Try it. Render each line of the data below as a numbered list, omitting blank lines.

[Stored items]
════════════════════

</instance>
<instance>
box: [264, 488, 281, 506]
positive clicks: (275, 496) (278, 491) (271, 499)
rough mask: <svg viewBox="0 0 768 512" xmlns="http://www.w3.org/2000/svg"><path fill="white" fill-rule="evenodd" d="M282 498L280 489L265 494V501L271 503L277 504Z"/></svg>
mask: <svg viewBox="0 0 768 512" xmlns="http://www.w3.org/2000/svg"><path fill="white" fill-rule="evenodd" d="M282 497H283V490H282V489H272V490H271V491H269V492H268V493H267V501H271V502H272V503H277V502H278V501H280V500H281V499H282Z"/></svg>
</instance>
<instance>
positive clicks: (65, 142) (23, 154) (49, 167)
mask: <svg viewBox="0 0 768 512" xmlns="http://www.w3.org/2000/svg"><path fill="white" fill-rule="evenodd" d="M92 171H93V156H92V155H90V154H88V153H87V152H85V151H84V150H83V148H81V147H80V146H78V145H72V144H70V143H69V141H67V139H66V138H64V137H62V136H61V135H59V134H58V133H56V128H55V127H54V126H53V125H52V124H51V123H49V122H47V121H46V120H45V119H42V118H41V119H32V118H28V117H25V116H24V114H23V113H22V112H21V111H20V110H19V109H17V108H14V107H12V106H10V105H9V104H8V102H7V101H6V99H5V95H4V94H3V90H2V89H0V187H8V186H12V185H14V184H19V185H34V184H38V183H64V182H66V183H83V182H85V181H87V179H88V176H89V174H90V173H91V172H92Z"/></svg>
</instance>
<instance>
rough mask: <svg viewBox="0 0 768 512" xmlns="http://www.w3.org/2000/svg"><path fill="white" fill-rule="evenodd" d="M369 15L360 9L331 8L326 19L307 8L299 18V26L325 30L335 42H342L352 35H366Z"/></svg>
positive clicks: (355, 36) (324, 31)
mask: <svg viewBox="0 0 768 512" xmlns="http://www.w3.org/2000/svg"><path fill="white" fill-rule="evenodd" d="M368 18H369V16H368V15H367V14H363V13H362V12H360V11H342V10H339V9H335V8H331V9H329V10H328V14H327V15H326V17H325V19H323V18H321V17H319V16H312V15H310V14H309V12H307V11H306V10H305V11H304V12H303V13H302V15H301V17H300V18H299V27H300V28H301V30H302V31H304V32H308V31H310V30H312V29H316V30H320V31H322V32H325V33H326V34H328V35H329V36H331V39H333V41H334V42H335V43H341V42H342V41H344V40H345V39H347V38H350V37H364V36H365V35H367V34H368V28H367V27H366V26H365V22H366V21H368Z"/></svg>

════════════════════

Written response.
1. </instance>
2. <instance>
3. box: [264, 488, 281, 506]
4. positive clicks: (275, 496) (278, 491) (271, 499)
5. rough mask: <svg viewBox="0 0 768 512" xmlns="http://www.w3.org/2000/svg"><path fill="white" fill-rule="evenodd" d="M282 498L280 489L265 494V501L271 503L277 504Z"/></svg>
6. mask: <svg viewBox="0 0 768 512" xmlns="http://www.w3.org/2000/svg"><path fill="white" fill-rule="evenodd" d="M282 497H283V490H282V489H272V490H271V491H269V492H268V493H267V501H271V502H272V503H277V502H278V501H280V500H281V499H282Z"/></svg>
7. </instance>
8. <instance>
9. positive clicks: (65, 142) (23, 154) (49, 167)
10. mask: <svg viewBox="0 0 768 512" xmlns="http://www.w3.org/2000/svg"><path fill="white" fill-rule="evenodd" d="M92 171H93V156H92V155H90V154H88V153H87V152H85V151H84V150H83V148H81V147H80V146H78V145H72V144H70V143H69V141H67V139H66V138H64V137H62V136H61V135H59V134H58V133H56V128H55V127H54V126H53V125H52V124H51V123H49V122H47V121H46V120H45V119H42V118H41V119H32V118H28V117H25V116H24V114H23V113H22V112H21V111H20V110H19V109H17V108H14V107H12V106H10V105H9V104H8V102H7V101H6V99H5V95H4V94H3V90H2V89H0V187H8V186H12V185H14V184H19V185H34V184H38V183H64V182H66V183H83V182H85V181H87V179H88V176H89V174H90V173H91V172H92Z"/></svg>
11. </instance>
12. <instance>
13. rough mask: <svg viewBox="0 0 768 512" xmlns="http://www.w3.org/2000/svg"><path fill="white" fill-rule="evenodd" d="M369 15L360 9L331 8L326 19L307 8L299 18V26L325 30L335 42H342L352 35H366Z"/></svg>
14. positive clicks: (355, 36) (324, 31)
15. mask: <svg viewBox="0 0 768 512" xmlns="http://www.w3.org/2000/svg"><path fill="white" fill-rule="evenodd" d="M368 18H369V16H368V15H367V14H363V13H362V12H360V11H342V10H339V9H335V8H331V9H329V10H328V14H327V15H326V17H325V19H323V18H321V17H319V16H312V15H310V14H309V12H307V11H306V10H305V11H304V12H303V13H302V15H301V17H300V18H299V27H300V28H301V30H302V31H304V32H308V31H310V30H312V29H316V30H320V31H322V32H325V33H326V34H328V35H329V36H331V39H333V41H334V42H335V43H341V42H342V41H344V40H345V39H347V38H350V37H364V36H365V35H367V34H368V28H367V27H366V26H365V22H366V21H368Z"/></svg>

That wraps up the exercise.